To do:
Copy the rows below from the start down to the line containing "[85,285,173,373]", both included, with every line and request kept. Add -11 to each box coordinate in the answers.

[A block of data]
— begin —

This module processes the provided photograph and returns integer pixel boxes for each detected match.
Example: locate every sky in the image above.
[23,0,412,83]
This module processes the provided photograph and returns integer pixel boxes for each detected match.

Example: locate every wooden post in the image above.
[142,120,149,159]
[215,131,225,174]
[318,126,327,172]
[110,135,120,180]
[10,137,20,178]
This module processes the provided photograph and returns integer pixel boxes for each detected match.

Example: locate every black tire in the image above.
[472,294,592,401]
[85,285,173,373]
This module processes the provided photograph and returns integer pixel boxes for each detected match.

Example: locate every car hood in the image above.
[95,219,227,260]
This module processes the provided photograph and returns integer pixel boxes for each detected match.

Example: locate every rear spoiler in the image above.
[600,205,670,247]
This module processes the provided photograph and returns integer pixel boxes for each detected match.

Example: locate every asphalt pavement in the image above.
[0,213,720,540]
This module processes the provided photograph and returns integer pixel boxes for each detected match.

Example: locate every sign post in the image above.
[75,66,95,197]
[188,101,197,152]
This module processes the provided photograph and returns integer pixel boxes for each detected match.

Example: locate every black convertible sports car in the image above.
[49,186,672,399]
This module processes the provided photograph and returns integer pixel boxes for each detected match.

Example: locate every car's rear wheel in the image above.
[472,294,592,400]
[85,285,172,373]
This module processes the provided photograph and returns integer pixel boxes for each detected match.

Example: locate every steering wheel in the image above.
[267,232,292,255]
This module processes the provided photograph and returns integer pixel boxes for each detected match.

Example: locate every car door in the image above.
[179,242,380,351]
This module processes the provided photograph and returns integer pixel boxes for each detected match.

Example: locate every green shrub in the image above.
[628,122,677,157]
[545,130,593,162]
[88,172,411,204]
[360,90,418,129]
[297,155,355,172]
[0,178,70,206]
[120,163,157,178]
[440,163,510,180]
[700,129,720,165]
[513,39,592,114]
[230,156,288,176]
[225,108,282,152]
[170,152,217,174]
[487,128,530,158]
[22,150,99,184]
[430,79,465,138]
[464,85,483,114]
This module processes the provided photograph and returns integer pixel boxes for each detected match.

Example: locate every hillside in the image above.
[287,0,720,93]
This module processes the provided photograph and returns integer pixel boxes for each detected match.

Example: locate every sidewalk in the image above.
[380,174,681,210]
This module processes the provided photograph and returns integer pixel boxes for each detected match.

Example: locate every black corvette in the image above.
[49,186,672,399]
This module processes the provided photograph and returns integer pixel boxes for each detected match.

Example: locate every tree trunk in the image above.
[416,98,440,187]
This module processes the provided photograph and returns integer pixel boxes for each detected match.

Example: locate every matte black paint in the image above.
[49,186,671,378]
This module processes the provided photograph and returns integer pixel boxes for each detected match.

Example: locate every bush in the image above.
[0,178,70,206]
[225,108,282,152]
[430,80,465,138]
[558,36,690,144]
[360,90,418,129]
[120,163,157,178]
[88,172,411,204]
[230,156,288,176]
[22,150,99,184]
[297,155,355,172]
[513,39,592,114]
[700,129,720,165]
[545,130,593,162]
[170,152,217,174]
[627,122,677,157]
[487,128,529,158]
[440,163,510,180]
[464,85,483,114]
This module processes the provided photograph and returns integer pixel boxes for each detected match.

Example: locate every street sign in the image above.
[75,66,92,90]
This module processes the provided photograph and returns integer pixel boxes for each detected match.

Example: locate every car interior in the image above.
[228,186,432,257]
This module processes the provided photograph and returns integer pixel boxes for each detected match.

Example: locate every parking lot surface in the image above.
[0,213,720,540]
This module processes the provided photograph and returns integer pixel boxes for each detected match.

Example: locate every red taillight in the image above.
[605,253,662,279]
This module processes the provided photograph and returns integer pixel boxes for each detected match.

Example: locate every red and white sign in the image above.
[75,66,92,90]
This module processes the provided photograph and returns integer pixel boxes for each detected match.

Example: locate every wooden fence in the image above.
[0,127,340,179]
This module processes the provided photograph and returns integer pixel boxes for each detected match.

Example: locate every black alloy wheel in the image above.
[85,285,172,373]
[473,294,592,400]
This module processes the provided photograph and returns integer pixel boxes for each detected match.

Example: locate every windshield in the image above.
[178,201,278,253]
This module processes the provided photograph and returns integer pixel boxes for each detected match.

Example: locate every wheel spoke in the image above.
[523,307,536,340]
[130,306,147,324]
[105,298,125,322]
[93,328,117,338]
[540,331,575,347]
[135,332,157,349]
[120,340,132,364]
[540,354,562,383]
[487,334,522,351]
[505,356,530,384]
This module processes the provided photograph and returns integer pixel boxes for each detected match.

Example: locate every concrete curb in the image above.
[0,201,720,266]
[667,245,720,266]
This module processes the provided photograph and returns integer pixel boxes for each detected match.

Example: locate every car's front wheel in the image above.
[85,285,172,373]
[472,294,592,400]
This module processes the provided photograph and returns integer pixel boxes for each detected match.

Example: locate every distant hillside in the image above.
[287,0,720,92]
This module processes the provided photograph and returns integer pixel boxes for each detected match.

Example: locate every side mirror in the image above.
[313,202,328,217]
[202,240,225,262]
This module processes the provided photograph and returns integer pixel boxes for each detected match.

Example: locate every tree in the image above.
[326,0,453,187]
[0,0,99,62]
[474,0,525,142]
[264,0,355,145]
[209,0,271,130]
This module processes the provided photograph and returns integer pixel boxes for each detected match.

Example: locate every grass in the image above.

— end —

Full output:
This module processes the provided photograph and returns integer pixel boxes for each detected match.
Example: locate every sky in the image above.
[12,-11,401,72]
This module processes the provided photograph and returns integer pixel boxes for each detected match.

Example: locate every wooden post in the image above.
[131,109,138,148]
[204,120,214,163]
[307,115,316,161]
[99,124,109,169]
[-1,126,9,167]
This module processes the provided photograph and returns integer pixel boxes for each detected match.

Example: locate every black tire in the image above.
[461,283,581,390]
[74,274,162,362]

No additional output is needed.